◆ Aim
Copy each of the rows below word for word, keeping every line as it stands.
┌─ Material provided
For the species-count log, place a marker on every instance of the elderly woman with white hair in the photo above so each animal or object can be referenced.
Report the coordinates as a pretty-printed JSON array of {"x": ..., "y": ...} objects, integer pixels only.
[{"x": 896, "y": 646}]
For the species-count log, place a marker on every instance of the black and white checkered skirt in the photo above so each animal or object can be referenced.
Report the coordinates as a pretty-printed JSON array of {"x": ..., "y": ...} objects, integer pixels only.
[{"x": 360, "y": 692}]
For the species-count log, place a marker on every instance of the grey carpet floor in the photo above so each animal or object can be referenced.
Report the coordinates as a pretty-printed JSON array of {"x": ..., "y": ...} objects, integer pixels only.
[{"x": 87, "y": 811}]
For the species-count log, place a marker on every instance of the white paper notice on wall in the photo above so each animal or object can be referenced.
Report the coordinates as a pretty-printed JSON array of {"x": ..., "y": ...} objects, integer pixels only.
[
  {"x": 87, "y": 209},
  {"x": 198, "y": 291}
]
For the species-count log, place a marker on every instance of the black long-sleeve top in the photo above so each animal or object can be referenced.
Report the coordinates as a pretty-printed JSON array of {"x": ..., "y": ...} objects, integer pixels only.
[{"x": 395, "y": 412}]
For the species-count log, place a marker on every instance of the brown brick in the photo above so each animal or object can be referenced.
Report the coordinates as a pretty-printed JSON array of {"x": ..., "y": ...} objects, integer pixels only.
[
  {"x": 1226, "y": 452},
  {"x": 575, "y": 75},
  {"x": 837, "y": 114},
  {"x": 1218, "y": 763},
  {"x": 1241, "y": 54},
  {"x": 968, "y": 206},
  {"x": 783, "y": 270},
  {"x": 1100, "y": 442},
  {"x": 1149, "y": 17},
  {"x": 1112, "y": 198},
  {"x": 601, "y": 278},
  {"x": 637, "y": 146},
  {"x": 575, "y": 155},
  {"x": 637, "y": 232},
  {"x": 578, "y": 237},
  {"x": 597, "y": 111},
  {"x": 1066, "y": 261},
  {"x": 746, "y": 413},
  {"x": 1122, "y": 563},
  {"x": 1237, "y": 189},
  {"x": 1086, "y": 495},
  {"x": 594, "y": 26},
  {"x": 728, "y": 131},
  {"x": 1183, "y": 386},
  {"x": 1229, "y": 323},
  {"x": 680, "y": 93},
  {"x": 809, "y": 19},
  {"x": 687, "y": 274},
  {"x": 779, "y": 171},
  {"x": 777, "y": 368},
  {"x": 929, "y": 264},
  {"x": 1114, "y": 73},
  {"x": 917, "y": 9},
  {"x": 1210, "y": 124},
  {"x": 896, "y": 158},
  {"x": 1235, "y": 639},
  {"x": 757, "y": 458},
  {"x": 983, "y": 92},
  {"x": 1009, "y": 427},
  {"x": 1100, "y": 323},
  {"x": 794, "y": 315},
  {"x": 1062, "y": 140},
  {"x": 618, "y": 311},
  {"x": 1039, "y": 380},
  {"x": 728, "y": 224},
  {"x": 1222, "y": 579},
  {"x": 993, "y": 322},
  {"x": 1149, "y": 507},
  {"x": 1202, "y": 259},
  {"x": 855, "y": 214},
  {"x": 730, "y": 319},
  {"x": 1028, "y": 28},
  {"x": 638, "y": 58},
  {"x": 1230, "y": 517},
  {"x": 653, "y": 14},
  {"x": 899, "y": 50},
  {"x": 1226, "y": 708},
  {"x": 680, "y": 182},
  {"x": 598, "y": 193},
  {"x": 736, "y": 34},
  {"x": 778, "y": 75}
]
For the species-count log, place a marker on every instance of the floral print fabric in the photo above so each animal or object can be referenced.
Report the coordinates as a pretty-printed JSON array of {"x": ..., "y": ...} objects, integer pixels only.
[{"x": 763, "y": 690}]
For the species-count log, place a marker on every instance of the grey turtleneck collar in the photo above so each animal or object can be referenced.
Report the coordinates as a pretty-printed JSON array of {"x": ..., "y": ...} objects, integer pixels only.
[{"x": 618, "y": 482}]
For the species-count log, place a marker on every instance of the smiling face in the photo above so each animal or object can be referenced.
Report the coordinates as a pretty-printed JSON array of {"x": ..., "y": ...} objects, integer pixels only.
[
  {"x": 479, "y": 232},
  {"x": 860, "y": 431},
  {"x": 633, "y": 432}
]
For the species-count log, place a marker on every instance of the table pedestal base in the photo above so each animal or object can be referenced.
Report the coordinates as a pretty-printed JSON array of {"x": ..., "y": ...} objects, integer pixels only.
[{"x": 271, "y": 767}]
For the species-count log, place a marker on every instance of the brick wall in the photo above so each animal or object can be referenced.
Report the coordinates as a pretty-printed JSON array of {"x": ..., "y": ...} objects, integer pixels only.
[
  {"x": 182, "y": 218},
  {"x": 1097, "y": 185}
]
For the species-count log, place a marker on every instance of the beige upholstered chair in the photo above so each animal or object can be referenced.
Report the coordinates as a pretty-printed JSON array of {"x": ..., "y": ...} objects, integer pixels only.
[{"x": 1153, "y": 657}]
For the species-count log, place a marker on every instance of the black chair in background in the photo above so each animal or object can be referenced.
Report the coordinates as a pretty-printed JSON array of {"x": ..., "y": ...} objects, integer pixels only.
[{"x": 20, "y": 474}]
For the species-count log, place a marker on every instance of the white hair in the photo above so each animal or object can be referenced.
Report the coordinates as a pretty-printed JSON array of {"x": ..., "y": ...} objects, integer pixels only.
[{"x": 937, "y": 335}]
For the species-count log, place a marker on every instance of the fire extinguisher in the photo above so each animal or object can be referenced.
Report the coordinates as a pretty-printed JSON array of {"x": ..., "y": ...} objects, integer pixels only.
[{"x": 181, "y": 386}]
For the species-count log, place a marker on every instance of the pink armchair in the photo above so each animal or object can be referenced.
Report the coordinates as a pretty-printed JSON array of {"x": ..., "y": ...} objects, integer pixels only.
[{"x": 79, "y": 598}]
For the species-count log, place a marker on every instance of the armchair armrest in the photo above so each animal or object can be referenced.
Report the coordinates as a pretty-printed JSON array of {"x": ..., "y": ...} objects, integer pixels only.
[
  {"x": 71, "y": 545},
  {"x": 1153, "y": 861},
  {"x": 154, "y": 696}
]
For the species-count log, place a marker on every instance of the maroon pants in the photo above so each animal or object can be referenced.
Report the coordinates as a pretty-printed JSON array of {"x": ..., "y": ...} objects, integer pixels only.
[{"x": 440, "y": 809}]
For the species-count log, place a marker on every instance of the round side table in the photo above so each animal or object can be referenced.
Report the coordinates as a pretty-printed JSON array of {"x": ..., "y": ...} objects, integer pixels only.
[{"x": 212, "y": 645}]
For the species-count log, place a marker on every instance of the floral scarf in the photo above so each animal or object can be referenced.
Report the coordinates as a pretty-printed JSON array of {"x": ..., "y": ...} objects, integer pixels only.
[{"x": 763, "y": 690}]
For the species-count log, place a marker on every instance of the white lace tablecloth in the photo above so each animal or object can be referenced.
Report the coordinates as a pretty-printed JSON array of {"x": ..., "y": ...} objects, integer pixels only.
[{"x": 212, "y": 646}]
└─
◆ Task answer
For the species-count log, place a marker on every instance of the elderly woman with white hair in the photo above so each animal or object can be referenced.
Report the coordinates as a pretty-printed JSON array of {"x": ..., "y": ...} objects, integer pixels only.
[{"x": 896, "y": 646}]
For the species-count log, place a marker on every instance of the black and white checkered skirt in the photo above so each animal or object can be referenced.
Report the coordinates as a pretty-printed JSON array of {"x": ..., "y": ...} objects, integer pixels only.
[{"x": 360, "y": 692}]
For the species-count log, place a marker on every instance of the grey carpet floor in the photo above so each animal or object can be referenced.
Report the coordinates as a pretty-printed JSON array of {"x": ..., "y": ...} objects, integer pixels only.
[{"x": 87, "y": 811}]
For the species-count log, place a marker on every instance of the white paper notice on wall in the photo above so each animal or object can be referenced.
Report the coordinates as a pretty-printed JSON array of {"x": ..., "y": ...} objects, integer pixels only.
[
  {"x": 87, "y": 209},
  {"x": 198, "y": 291}
]
For the species-count log, place a marker on every instance of the black long-sleeve top in the photo above so each animal or object can be referenced.
Report the coordinates as a pretty-printed JSON array of {"x": ..., "y": ...} objects, integer pixels only.
[{"x": 395, "y": 412}]
For the species-count log, place a marker on every instance of the brown brick in the photo above so each animal or object can be referenced.
Report the coordinates as a pretty-printed JSON array of {"x": ..., "y": ...} objects, integer pixels only.
[
  {"x": 1226, "y": 452},
  {"x": 575, "y": 75},
  {"x": 837, "y": 114},
  {"x": 1218, "y": 763},
  {"x": 1241, "y": 54},
  {"x": 968, "y": 206},
  {"x": 783, "y": 270},
  {"x": 1100, "y": 442},
  {"x": 1149, "y": 17},
  {"x": 1112, "y": 198},
  {"x": 601, "y": 278},
  {"x": 637, "y": 146},
  {"x": 575, "y": 155},
  {"x": 637, "y": 232},
  {"x": 578, "y": 237},
  {"x": 597, "y": 111},
  {"x": 1066, "y": 261},
  {"x": 746, "y": 413},
  {"x": 1122, "y": 563},
  {"x": 1237, "y": 189},
  {"x": 1086, "y": 495},
  {"x": 594, "y": 26},
  {"x": 728, "y": 131},
  {"x": 1183, "y": 386},
  {"x": 1229, "y": 323},
  {"x": 680, "y": 93},
  {"x": 809, "y": 19},
  {"x": 687, "y": 274},
  {"x": 779, "y": 171},
  {"x": 777, "y": 368},
  {"x": 929, "y": 264},
  {"x": 1114, "y": 73},
  {"x": 917, "y": 9},
  {"x": 1210, "y": 124},
  {"x": 896, "y": 158},
  {"x": 1235, "y": 639},
  {"x": 757, "y": 458},
  {"x": 983, "y": 92},
  {"x": 1009, "y": 427},
  {"x": 1100, "y": 323},
  {"x": 794, "y": 315},
  {"x": 1062, "y": 140},
  {"x": 618, "y": 311},
  {"x": 1039, "y": 380},
  {"x": 728, "y": 224},
  {"x": 1222, "y": 579},
  {"x": 993, "y": 322},
  {"x": 1149, "y": 507},
  {"x": 1202, "y": 259},
  {"x": 855, "y": 214},
  {"x": 730, "y": 319},
  {"x": 1028, "y": 28},
  {"x": 638, "y": 58},
  {"x": 1230, "y": 517},
  {"x": 653, "y": 14},
  {"x": 899, "y": 50},
  {"x": 1226, "y": 708},
  {"x": 680, "y": 182},
  {"x": 598, "y": 193},
  {"x": 736, "y": 34},
  {"x": 778, "y": 75}
]
For the species-count log, place a marker on every instance of the floral print fabric in the photo above so each animal or object can be referenced.
Report the coordinates as a pretty-printed JSON array of {"x": ..., "y": ...} objects, integer pixels only.
[{"x": 763, "y": 690}]
For the species-count log, place a marker on every instance of the grey turtleneck collar in the photo above so each animal or object can be referenced.
Report the coordinates as a pretty-printed JSON array of {"x": ..., "y": ...} objects, integer pixels only.
[{"x": 618, "y": 482}]
For the species-count log, place a marker on every instance of the smiling face in the photo above so each animal or object can be referenced.
Report the coordinates as a pretty-printed JSON array of {"x": ..., "y": ...} objects, integer pixels only.
[
  {"x": 479, "y": 232},
  {"x": 860, "y": 431},
  {"x": 633, "y": 432}
]
For the species-count log, place a marker on every instance of the table pedestal base in the photo above so each animal or object can be referenced.
Report the coordinates as a pretty-printed JSON array of {"x": ..., "y": ...} objects, integer pixels only.
[{"x": 271, "y": 767}]
For the species-count log, place a marker on every instance of the brick wall in the photo above so each animal or object can be referenced.
Report the coordinates as a pretty-printed JSON array of {"x": ..., "y": ...} objects, integer pixels only.
[
  {"x": 182, "y": 218},
  {"x": 1097, "y": 185}
]
For the species-count log, place a marker on every instance of the beige upholstered chair in the photo above so each animal or object can be referenced.
Report the coordinates as a pretty-printed JSON array of {"x": ..., "y": ...} objects, integer pixels only.
[{"x": 1153, "y": 657}]
For the species-count log, place a marker on every instance of the black chair in background in the photo above so each animal or object can be referenced.
Report the coordinates as a pretty-printed JSON array of {"x": ..., "y": ...} objects, integer pixels only.
[{"x": 20, "y": 474}]
For the species-count log, place a marker on every instance of the white hair in the photo above so each animal or object can be referenced.
Report the coordinates as a pretty-printed JSON array of {"x": ..., "y": ...} objects, integer pixels only.
[{"x": 937, "y": 335}]
For the species-count log, place a marker on every instance of the fire extinguisher in the photo above so each animal or object can be referenced.
Report the coordinates as a pretty-printed JSON array of {"x": ..., "y": ...} objects, integer pixels only.
[{"x": 181, "y": 386}]
For the species-count log, place a marker on every instance of the pink armchair in the photo above so each animal or object can be referenced.
Report the coordinates as a pretty-printed JSON array of {"x": ..., "y": ...} objects, integer pixels only.
[{"x": 79, "y": 598}]
For the species-count log, place a marker on every instance of the armchair armrest in the photo above so each animal or object can be referenced.
Report the coordinates as a pretty-printed JSON array of {"x": ..., "y": ...} objects, integer pixels only.
[
  {"x": 71, "y": 545},
  {"x": 1153, "y": 861},
  {"x": 154, "y": 696}
]
For the species-count log, place a marker on every instance of the maroon pants in the photo above so each animal or object can be referenced.
Report the coordinates as a pretty-printed JSON array of {"x": ..., "y": ...} objects, integer pixels only.
[{"x": 440, "y": 809}]
For the species-count log, place a marker on every instance of the round side table in the photo above so each animal or object can be referenced.
Report the coordinates as a pretty-printed JSON array of {"x": ..., "y": ...} objects, integer pixels only.
[{"x": 212, "y": 645}]
For the species-count log, place a marker on every instance of the floral scarf in the photo above so each animal or object can be referenced.
Report the coordinates as a pretty-printed JSON array of {"x": ..., "y": ...} objects, integer pixels only.
[{"x": 763, "y": 690}]
For the species-count log, place a marker on every instance of the white lace tablecloth in the photo above so each animal or object can be referenced.
Report the coordinates as a pretty-printed JSON array of {"x": ..., "y": ...} objects, integer pixels only.
[{"x": 212, "y": 646}]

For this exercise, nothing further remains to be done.